**GIVEN TASK 1**
In the post about facet performance, list each key in the "_shards" object of the first response along with its value.
**GIVEN TASK 2**
Please copy word for word the stretch of the post about facet performance from "I just noticed" through "way ES works.".
**GIVEN TASK 3**
Check each statement against the post about facet performance and answer yes or no, quoting the words that decide it:
(a) The query without a facet returned in 2 milliseconds.
(b) The experiment used an index of 1 million documents.
(c) The query with a facet returned some results.

Hi!
I just noticed that every time I ask for a facet my whole query
behaves like if it were a facet_filer, calculating first the facets
for the whole index and using the query to filter the results instead
of the other way around. I'm not sure if this is an issue, or simply
the way ES works.
I'm made the following experiment on a 10 million doc index:
first I ask for documents with impossible dates
curl -XPOST 'http://localhost:9200/ng_test_10m/_search?
search_type=count&pretty=1' -d'
{
"size": 0,
"query": {
"range": {
"date": {
"from": "2011-07-01T13:00:00Z",
"to": "2011-06-30T14:30:00Z"
}
}
}
}
'
it comes back in 2 milliseconds with no results
{
"took" : 2,
"timed_out" : false,
"_shards" : {
"total" : 5,
"successful" : 5,
"failed" : 0
},
"hits" : {
"total" : 0,
"max_score" : 0.0,
"hits" : [ ]
}
}
but if I take the same query and a facet to some field ( values are an
array of integers )
curl -XPOST 'http://localhost:9200/ng_test_10m/_search?
search_type=count&pretty=1' -d'
{
"size": 0,
"query": {
"range": {
"date": {
"from": "2011-07-01T13:00:00Z",
"to": "2011-06-30T14:30:00Z"
}
}
},
"facets": {
"categories": {
"terms": {
"field": "categories"
}
}
}
}
'
it takes 20 seconds to come back without results
{
"took" : 19669,
"timed_out" : false,
"_shards" : {
"total" : 5,
"successful" : 5,
"failed" : 0
},
"hits" : {
"total" : 0,
"max_score" : 0.0,
"hits" : [ ]
},
"facets" : {
"categories" : {
"_type" : "terms",
"missing" : 0,
"terms" : [ ]
}
}
}
I don't know if I should open an issue or this is the expected
behavior, maybe to make the change of scope easy?
It is a performance issue when facet performance degrades linearly as
the index grows independently from the number of documents you want to
look at.
thanks

**INFORMATION SUPPLIED**
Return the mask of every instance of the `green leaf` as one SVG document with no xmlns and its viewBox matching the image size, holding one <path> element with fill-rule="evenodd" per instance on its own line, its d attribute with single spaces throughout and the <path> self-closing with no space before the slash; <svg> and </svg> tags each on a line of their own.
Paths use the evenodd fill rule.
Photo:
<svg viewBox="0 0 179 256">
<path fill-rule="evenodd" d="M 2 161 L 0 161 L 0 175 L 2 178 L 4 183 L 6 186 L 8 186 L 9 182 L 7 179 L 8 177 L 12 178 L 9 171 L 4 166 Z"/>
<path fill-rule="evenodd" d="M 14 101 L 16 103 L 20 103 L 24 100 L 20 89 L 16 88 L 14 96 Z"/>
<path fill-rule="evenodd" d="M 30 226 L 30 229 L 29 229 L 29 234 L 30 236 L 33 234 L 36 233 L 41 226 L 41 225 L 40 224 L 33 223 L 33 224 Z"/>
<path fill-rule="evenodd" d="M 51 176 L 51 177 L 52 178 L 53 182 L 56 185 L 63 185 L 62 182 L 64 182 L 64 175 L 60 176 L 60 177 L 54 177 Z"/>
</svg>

**TASK ANSWER 1**
total: 5
successful: 5
failed: 0

**TASK ANSWER 2**
I just noticed that every time I ask for a facet my whole query
behaves like if it were a facet_filer, calculating first the facets
for the whole index and using the query to filter the results instead
of the other way around. I'm not sure if this is an issue, or simply
the way ES works.

**TASK ANSWER 3**
(a) Yes: "it comes back in 2 milliseconds with no results"
(b) No: "on a 10 million doc index"
(c) No: "it takes 20 seconds to come back without results"